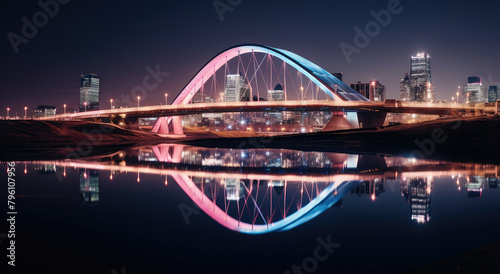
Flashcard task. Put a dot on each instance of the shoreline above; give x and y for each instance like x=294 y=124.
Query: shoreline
x=452 y=139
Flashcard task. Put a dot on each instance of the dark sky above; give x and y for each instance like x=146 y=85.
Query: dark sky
x=119 y=39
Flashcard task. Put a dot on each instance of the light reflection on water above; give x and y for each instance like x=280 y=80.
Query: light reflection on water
x=263 y=190
x=264 y=194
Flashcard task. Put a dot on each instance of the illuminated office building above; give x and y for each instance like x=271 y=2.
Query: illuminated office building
x=475 y=91
x=236 y=90
x=89 y=92
x=420 y=78
x=404 y=88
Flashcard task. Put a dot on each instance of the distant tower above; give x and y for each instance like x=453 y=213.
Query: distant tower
x=420 y=78
x=493 y=94
x=338 y=75
x=277 y=94
x=236 y=90
x=89 y=92
x=362 y=88
x=404 y=88
x=373 y=90
x=474 y=91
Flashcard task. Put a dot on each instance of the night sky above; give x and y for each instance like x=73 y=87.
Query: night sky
x=118 y=39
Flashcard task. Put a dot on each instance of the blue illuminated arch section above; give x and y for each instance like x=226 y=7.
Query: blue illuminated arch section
x=332 y=86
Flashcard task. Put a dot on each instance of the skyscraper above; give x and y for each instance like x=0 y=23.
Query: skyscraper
x=475 y=91
x=362 y=88
x=420 y=78
x=89 y=92
x=374 y=91
x=236 y=90
x=493 y=94
x=338 y=75
x=404 y=88
x=277 y=94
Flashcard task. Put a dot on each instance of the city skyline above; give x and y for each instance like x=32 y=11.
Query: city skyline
x=384 y=59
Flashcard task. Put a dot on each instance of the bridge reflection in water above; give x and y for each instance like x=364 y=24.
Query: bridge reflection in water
x=263 y=190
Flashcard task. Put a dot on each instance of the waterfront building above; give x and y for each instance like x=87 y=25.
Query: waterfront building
x=44 y=111
x=493 y=94
x=475 y=91
x=420 y=78
x=236 y=90
x=277 y=94
x=373 y=90
x=338 y=75
x=404 y=88
x=89 y=92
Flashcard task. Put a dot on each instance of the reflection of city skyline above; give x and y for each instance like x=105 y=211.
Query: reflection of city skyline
x=267 y=190
x=89 y=186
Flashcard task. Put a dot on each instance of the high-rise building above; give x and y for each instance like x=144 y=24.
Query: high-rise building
x=44 y=111
x=201 y=98
x=89 y=92
x=277 y=94
x=338 y=75
x=236 y=90
x=374 y=91
x=404 y=88
x=493 y=94
x=420 y=78
x=419 y=191
x=362 y=88
x=475 y=91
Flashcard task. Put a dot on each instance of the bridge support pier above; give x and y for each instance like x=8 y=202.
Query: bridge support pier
x=369 y=119
x=132 y=123
x=340 y=121
x=168 y=125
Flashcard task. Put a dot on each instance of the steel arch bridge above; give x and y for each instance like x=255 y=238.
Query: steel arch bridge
x=332 y=86
x=326 y=82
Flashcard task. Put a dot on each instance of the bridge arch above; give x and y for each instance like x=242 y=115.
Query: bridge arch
x=332 y=86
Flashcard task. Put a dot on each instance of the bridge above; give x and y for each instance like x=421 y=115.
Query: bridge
x=319 y=91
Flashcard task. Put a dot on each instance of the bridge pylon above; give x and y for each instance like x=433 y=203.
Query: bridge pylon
x=168 y=125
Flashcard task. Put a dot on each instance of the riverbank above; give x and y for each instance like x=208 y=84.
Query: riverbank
x=21 y=139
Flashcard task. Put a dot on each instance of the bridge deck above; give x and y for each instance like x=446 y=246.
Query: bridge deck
x=264 y=106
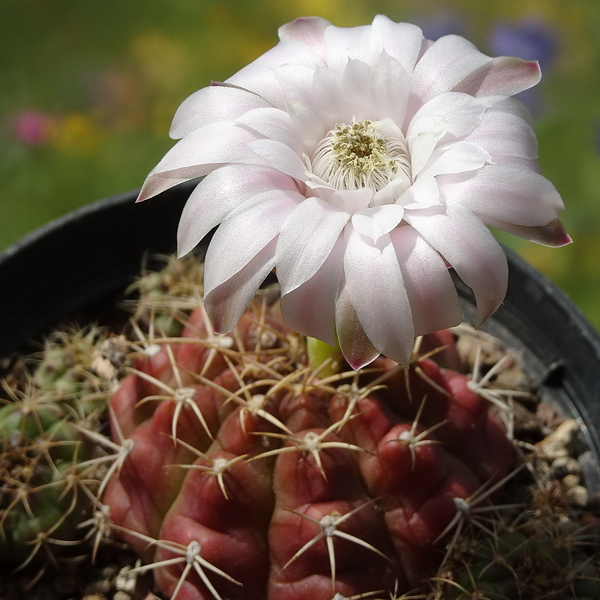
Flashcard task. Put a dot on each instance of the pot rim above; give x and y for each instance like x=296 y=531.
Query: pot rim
x=67 y=267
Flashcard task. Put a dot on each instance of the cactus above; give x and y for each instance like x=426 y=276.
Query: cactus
x=46 y=488
x=235 y=469
x=248 y=476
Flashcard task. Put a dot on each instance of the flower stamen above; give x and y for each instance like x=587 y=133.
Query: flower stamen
x=356 y=156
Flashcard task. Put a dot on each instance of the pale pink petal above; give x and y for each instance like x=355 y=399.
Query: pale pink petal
x=310 y=308
x=504 y=75
x=459 y=157
x=198 y=154
x=244 y=233
x=301 y=105
x=388 y=90
x=504 y=133
x=220 y=193
x=355 y=93
x=306 y=239
x=430 y=289
x=218 y=102
x=308 y=31
x=279 y=156
x=503 y=193
x=343 y=43
x=226 y=303
x=259 y=77
x=378 y=220
x=470 y=248
x=401 y=41
x=354 y=344
x=444 y=64
x=423 y=193
x=273 y=124
x=553 y=234
x=377 y=293
x=453 y=114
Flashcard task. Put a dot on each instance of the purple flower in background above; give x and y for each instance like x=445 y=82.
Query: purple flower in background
x=440 y=25
x=531 y=40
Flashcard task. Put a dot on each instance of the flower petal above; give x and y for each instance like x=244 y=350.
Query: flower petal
x=198 y=154
x=344 y=43
x=226 y=303
x=504 y=75
x=377 y=293
x=218 y=102
x=279 y=156
x=307 y=30
x=504 y=193
x=553 y=234
x=259 y=76
x=388 y=89
x=306 y=239
x=445 y=64
x=220 y=193
x=354 y=344
x=244 y=233
x=460 y=157
x=505 y=131
x=274 y=124
x=430 y=289
x=469 y=247
x=310 y=308
x=453 y=113
x=378 y=220
x=423 y=193
x=402 y=41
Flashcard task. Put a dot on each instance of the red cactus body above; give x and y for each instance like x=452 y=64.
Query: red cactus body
x=252 y=480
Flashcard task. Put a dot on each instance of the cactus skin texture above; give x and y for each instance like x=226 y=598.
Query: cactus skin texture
x=245 y=476
x=46 y=458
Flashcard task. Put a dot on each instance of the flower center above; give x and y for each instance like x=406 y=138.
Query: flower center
x=360 y=155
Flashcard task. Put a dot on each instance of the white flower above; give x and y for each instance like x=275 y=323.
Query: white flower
x=361 y=163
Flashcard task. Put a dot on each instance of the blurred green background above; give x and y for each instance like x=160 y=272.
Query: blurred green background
x=88 y=89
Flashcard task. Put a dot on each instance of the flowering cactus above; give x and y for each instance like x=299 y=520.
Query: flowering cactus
x=359 y=164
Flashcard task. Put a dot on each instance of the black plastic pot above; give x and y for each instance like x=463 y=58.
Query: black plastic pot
x=86 y=256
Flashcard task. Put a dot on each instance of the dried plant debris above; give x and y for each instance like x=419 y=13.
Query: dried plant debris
x=163 y=461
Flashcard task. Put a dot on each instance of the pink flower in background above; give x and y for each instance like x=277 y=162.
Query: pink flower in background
x=32 y=127
x=360 y=163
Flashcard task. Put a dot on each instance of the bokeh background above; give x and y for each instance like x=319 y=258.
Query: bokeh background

» **SHORT PROBLEM**:
Reproduce all entries exactly. Pictures do not belong in the copy.

» **TASK ANSWER**:
Flashcard task. Put a dot on each instance of the shoreline above; give x and y for each instance like x=294 y=124.
Query: shoreline
x=452 y=139
Flashcard task. Put a dot on each instance of the dark sky above; give x and y for each instance like x=146 y=85.
Query: dark sky
x=119 y=39
Flashcard task. Put a dot on each instance of the light reflection on water above; give x and y for each instance like x=280 y=80.
Query: light reflection on water
x=263 y=190
x=264 y=194
Flashcard task. Put a dot on each instance of the illuminated office building above; give x and y for each instance like x=271 y=2.
Query: illuminated office building
x=475 y=91
x=236 y=90
x=89 y=92
x=420 y=78
x=404 y=88
Flashcard task. Put a dot on each instance of the distant tower above; give x and y for each instance like x=453 y=213.
Query: distant tower
x=420 y=78
x=493 y=94
x=338 y=75
x=277 y=94
x=236 y=90
x=89 y=92
x=362 y=88
x=404 y=88
x=373 y=90
x=474 y=91
Flashcard task. Put a dot on each instance of the night sky above; give x and y for each instance like x=73 y=87.
Query: night sky
x=118 y=39
Flashcard task. Put a dot on each instance of the blue illuminated arch section above; give x and y for each instance like x=226 y=7.
Query: blue illuminated arch section
x=332 y=86
Flashcard task. Put a dot on each instance of the skyscraper above; give x and y for each instance like x=0 y=23.
Query: skyscraper
x=475 y=91
x=362 y=88
x=420 y=78
x=89 y=92
x=374 y=91
x=236 y=90
x=493 y=94
x=338 y=75
x=404 y=88
x=277 y=94
Flashcard task. Put a dot on each instance of the city skyline above; give x and y for each instance like x=32 y=11.
Query: city skyline
x=384 y=59
Flashcard task. Put a dot on each instance of the bridge reflection in water above; give x and y for each instance like x=364 y=24.
Query: bridge reflection in water
x=263 y=190
Flashcard task. Put a dot on each instance of the waterfront building above; give x and y for each instance like x=87 y=25.
Query: waterfront building
x=44 y=111
x=493 y=94
x=475 y=91
x=420 y=78
x=236 y=90
x=277 y=94
x=373 y=90
x=338 y=75
x=404 y=88
x=89 y=92
Flashcard task. Put a dot on each instance of the reflection of city skyline above; give x and y for each instance like x=105 y=211.
Query: reflection of city skyline
x=267 y=190
x=89 y=186
Flashcard task. Put a dot on each instance of the high-rise building above; give x and y for each instance like x=144 y=24.
Query: high-rise building
x=44 y=111
x=201 y=98
x=89 y=92
x=277 y=94
x=338 y=75
x=236 y=90
x=374 y=91
x=404 y=88
x=493 y=94
x=420 y=78
x=419 y=191
x=362 y=88
x=475 y=91
Flashcard task. Put a dot on each instance of the bridge support pier above; give x and y for each instance like x=8 y=202.
Query: bridge support pier
x=369 y=119
x=132 y=123
x=340 y=121
x=168 y=125
Flashcard task. Put a dot on each instance of the steel arch bridge above; give x and y for each instance like x=255 y=238.
Query: steel arch bridge
x=332 y=86
x=326 y=82
Flashcard task. Put a dot on each instance of the bridge arch above; give x and y for each instance like x=242 y=115.
Query: bridge arch
x=332 y=86
Flashcard task. Put a dot on each instance of the bridge above; give x and y for each instance like x=421 y=115.
Query: bridge
x=319 y=91
Flashcard task. Put a dot on each instance of the bridge pylon above; give x and y for each instance like x=433 y=203.
Query: bridge pylon
x=168 y=125
Flashcard task. Put a dot on each instance of the riverbank above; give x and y for each instance like x=208 y=84.
Query: riverbank
x=21 y=139
Flashcard task. Put a dot on each instance of the bridge deck above; give x and y for each instance like x=446 y=246.
Query: bridge deck
x=264 y=106
Flashcard task. Put a dot on each instance of the pot rim above; give x and y for each instance like x=296 y=531.
Query: pot rim
x=67 y=267
Flashcard task. Put a dot on each instance of the cactus above; give x and y for each instance like x=426 y=276.
Query: cactus
x=46 y=488
x=235 y=469
x=248 y=476
Flashcard task. Put a dot on each instance of the flower stamen above; give x and y for each instance like x=587 y=133.
Query: flower stamen
x=356 y=156
Flashcard task. Put a dot on each instance of the pale pink petal above; give x and y for each instance like x=355 y=399.
Query: pale pink petal
x=310 y=308
x=504 y=75
x=459 y=157
x=198 y=154
x=244 y=233
x=301 y=105
x=388 y=90
x=504 y=133
x=220 y=193
x=355 y=93
x=306 y=239
x=430 y=289
x=218 y=102
x=308 y=31
x=279 y=156
x=503 y=193
x=343 y=43
x=226 y=303
x=259 y=77
x=378 y=220
x=470 y=248
x=401 y=41
x=354 y=344
x=444 y=64
x=423 y=193
x=273 y=124
x=553 y=234
x=377 y=293
x=453 y=114
Flashcard task. Put a dot on each instance of the purple flower in background above; give x and y for each instance like x=445 y=82.
Query: purple flower in background
x=440 y=25
x=531 y=40
Flashcard task. Put a dot on each instance of the flower petal above; give x and y for each instance like x=244 y=350.
Query: flower petal
x=198 y=154
x=344 y=43
x=226 y=303
x=504 y=75
x=377 y=293
x=218 y=102
x=279 y=156
x=307 y=30
x=504 y=193
x=553 y=234
x=259 y=76
x=388 y=89
x=306 y=239
x=445 y=64
x=220 y=193
x=354 y=344
x=244 y=233
x=460 y=157
x=505 y=131
x=274 y=124
x=430 y=289
x=469 y=247
x=310 y=308
x=453 y=113
x=378 y=220
x=423 y=193
x=402 y=41
Flashcard task. Put a dot on each instance of the red cactus body above; give x and y for each instance like x=452 y=64.
Query: red cactus body
x=252 y=480
Flashcard task. Put a dot on each instance of the cactus skin texture above; give x and y for each instance like x=226 y=598.
Query: cactus skin texture
x=245 y=476
x=46 y=458
Flashcard task. Put a dot on each instance of the flower center above; give x and y for each instance like x=406 y=138.
Query: flower center
x=360 y=155
Flashcard task. Put a dot on each instance of the white flower above; give x and y for each instance like x=275 y=323.
Query: white flower
x=361 y=163
Flashcard task. Put a dot on each instance of the blurred green background above; give x and y for each instance like x=160 y=272.
Query: blurred green background
x=88 y=89
Flashcard task. Put a dot on each instance of the flowering cactus above; give x and y for each instance like x=299 y=520.
Query: flowering cactus
x=359 y=164
Flashcard task. Put a dot on each instance of the black plastic pot above; give x and y for each instance like x=463 y=58.
Query: black plastic pot
x=86 y=256
Flashcard task. Put a dot on each instance of the dried plant debris above; give x and y for each instance like x=419 y=13.
Query: dried plant debris
x=163 y=461
Flashcard task. Put a dot on each instance of the pink flower in background above; give x and y for each instance like x=277 y=162.
Query: pink flower in background
x=32 y=127
x=360 y=163
Flashcard task. Put a dot on each instance of the bokeh background above; give x and y for each instance like x=319 y=258.
Query: bokeh background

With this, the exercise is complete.